# Tasks
1) Reproduce the passage on academic writing word for word, from "When an entire" to "and careful, writing.".
2) According to the passage on academic writing, which gig does the writer need more than the SciAm gig?
==== Reading passage ====
When an entire mode of communication rests on anonymous peer review, it leads to a very specific style of writing. I’m not saying that our way of talking to each other is all bad (though I think the fact that anonymous peer review is not only the foundation for publishing, but also for getting grants, jobs, and tenure is hugely problematic, but I’ll leave that for another day). Jargon creates opportunities for specificity, and for agreement on the meaning of certain terms. Being careful and making sure to give credit to those who have gone before you is a good part of scientific practice. And there are plenty of scientific papers out there that I love, in part, because of the great, and yes, precise and careful, writing.

But when I’m switching back and forth between my two writing identities – someone who tries to write for a broad audience, and someone who wants to share my findings with my colleagues and, to be honest, check the appropriate boxes to get tenure – I am struck at how the way we have learned to communicate with our colleagues so directly contradicts not only the way science is perceived, but consumed, by the public.

To be fair, I also write defensively for the blog, because I do try and anticipate the response I’m going to get. But for the most part, that defensiveness pushes me towards clarity, as opposed to satisfying reviewers. Somehow, my online writing process, even when I am thinking ahead to how you will love it or skewer it, is less fear-based than my academic writing process. I need the professor gig more than the SciAm gig (sorry, Bora), so it could be more of that old self-preservation kicking in.
==== Recorded information ====
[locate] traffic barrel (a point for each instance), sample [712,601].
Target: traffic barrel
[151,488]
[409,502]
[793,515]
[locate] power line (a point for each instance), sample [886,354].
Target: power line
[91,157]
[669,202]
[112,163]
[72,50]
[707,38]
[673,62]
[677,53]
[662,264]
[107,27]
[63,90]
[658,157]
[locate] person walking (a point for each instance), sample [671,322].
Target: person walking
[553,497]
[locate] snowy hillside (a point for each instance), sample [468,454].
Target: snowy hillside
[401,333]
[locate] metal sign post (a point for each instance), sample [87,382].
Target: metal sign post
====
==== Recorded information ====
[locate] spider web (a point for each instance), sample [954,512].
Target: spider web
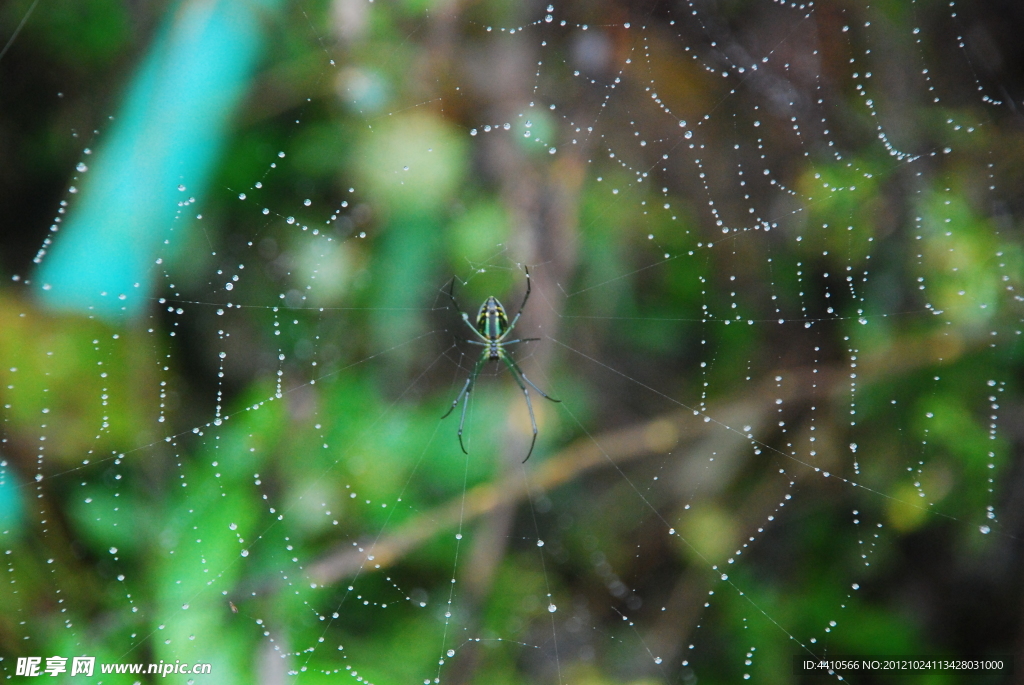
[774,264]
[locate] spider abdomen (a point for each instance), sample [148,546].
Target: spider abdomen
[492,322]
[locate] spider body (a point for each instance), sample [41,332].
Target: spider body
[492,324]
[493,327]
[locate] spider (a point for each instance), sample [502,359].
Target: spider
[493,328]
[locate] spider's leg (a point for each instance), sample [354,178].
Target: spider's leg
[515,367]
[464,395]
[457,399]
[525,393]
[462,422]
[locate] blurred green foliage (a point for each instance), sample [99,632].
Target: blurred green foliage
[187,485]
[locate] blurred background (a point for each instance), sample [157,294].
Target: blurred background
====
==== Recorded information ====
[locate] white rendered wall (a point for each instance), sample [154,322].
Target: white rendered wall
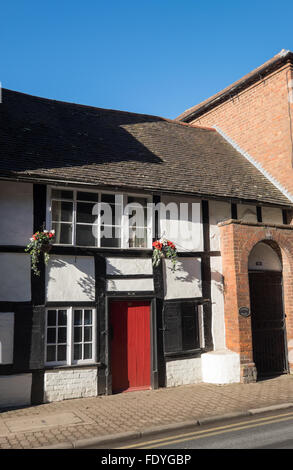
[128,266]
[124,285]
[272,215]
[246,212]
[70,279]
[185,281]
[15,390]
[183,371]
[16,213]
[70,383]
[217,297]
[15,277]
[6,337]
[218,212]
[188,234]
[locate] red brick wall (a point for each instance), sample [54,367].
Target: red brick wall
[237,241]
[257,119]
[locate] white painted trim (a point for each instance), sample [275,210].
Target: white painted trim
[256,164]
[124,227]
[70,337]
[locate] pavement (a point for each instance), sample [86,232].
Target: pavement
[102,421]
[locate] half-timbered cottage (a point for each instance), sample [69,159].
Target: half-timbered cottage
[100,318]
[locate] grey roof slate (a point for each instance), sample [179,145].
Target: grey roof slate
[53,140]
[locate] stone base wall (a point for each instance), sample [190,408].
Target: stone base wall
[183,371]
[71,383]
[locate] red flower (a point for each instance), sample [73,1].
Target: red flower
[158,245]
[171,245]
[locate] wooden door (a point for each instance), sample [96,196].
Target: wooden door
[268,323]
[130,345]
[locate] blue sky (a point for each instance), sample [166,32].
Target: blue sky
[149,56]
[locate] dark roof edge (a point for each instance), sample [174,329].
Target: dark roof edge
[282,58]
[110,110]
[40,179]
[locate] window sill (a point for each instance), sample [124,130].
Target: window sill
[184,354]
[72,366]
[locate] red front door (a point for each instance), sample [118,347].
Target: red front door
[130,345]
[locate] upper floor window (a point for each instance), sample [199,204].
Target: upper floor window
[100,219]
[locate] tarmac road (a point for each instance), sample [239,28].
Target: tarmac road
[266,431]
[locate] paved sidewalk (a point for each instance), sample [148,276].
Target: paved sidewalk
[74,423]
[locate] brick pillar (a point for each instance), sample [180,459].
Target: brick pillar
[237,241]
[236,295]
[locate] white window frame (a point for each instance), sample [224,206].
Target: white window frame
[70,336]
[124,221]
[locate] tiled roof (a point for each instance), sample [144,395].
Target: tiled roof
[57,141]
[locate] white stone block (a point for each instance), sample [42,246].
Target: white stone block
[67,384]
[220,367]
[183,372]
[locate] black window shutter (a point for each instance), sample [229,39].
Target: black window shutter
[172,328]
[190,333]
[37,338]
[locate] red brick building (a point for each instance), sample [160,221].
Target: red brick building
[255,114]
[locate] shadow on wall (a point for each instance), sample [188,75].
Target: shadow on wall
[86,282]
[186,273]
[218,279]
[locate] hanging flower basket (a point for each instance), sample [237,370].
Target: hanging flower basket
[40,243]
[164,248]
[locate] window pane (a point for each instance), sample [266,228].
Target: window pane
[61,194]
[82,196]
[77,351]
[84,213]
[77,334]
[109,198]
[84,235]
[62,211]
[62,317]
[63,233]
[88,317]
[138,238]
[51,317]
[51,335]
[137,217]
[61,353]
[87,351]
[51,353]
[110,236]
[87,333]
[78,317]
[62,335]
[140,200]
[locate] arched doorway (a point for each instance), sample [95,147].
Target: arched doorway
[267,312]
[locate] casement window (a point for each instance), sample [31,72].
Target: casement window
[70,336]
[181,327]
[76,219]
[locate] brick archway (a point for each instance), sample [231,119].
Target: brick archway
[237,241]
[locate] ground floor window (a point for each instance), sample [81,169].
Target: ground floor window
====
# Results for each task
1)
When an entire mode of communication rests on anonymous peer review, it leads to a very specific style of writing. I’m not saying that our way of talking to each other is all bad (though I think the fact that anonymous peer review is not only the foundation for publishing, but also for getting grants, jobs, and tenure is hugely problematic, but I’ll leave that for another day). Jargon creates opportunities for specificity, and for agreement on the meaning of certain terms. Being careful and making sure to give credit to those who have gone before you is a good part of scientific practice. And there are plenty of scientific papers out there that I love, in part, because of the great, and yes, precise and careful, writing.

2) The professor gig.